Set exercise: Restate the listing below word for word, omitting any images.

***** Listing *****

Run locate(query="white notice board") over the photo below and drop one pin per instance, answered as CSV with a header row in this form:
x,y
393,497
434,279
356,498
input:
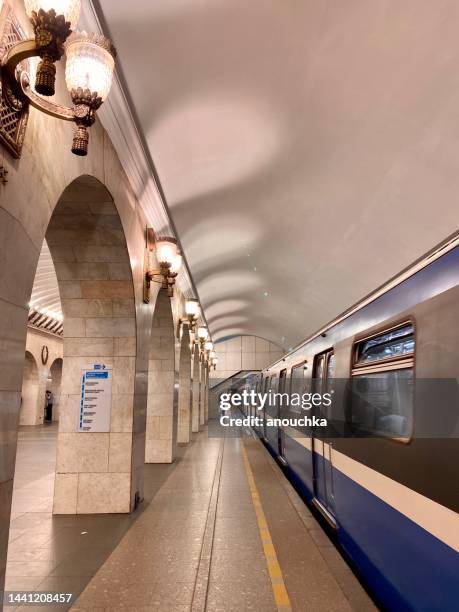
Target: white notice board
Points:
x,y
96,398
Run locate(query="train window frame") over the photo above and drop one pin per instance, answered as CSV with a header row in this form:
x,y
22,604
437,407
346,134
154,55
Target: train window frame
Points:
x,y
297,366
324,375
388,364
381,364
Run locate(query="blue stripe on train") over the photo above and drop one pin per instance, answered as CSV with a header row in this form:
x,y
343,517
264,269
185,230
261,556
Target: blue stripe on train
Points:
x,y
406,567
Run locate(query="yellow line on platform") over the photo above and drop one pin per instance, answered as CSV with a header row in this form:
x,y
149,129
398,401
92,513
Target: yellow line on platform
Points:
x,y
275,573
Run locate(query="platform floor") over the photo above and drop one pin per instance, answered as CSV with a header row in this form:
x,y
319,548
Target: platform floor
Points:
x,y
221,529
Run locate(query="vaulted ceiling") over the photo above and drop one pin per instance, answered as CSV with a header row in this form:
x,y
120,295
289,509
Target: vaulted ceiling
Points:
x,y
308,150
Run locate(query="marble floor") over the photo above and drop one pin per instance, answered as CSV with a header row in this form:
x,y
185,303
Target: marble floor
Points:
x,y
200,541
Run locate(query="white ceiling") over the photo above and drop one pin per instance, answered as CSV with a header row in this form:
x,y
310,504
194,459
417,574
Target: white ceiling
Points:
x,y
45,293
308,149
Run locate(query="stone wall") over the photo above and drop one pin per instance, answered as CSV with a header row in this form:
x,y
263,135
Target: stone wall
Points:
x,y
244,353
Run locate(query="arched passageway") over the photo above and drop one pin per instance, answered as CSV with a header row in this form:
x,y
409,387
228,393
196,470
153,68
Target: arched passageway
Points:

*****

Reply to the exercise:
Run locate(query="white notice board") over the photo below and drop one pin per instance, answered as CSV with a header row in this form:
x,y
393,497
434,279
356,498
input:
Target: white notice board
Points:
x,y
96,398
Run locate(query="train window frame") over the photo above and drop one pin per instance, answered as CSV with a header row in this form:
x,y
22,604
437,407
346,134
154,55
Target: train window frame
Points:
x,y
297,366
324,375
388,364
381,364
Run locate(query="blue stripe on train") over the photo above and drop one pin per instance, answered as CSV with a header row in this form:
x,y
343,517
264,269
185,230
261,556
Target: blue stripe on train
Points:
x,y
406,567
Run locate(query="yellow line on platform") over the photo above and drop one pin per instance, answered as CSV with a header row in this form:
x,y
149,129
398,401
92,513
Target: yellow line on platform
Points:
x,y
275,573
Run locate(query="platform floor") over the photo above and drop one pin per instance, answered as CSV with a header row in this form:
x,y
319,548
Target: platform floor
Points:
x,y
221,529
Run locate(query="vaulted ceiling") over the photo above and drop one pin per instance, answered as CSV with a header row in this form:
x,y
120,295
289,509
Target: vaulted ceiling
Points:
x,y
308,150
Run locate(query="marble floor") over the photo above and drop one pin per instance, answered as CSV with a header row in this form:
x,y
185,303
Target: marble floor
Points:
x,y
200,541
Run locate(query="white ceiling") over the photo above and drop one pin per instance, answered as CSV with a header row in this form:
x,y
310,504
194,459
417,574
Target: white ceiling
Points:
x,y
45,293
308,149
Run locate(query="stone wall") over the photo above and drop one pin per instance, answered as CSV with a header row in this form:
x,y
263,135
Target: stone wall
Points:
x,y
244,353
Run locate(query="arched passageway") over the photo above and drop one pin per instance, answered as CSV with a header row in this form:
x,y
409,387
228,393
196,470
153,68
Target: arched passageway
Points:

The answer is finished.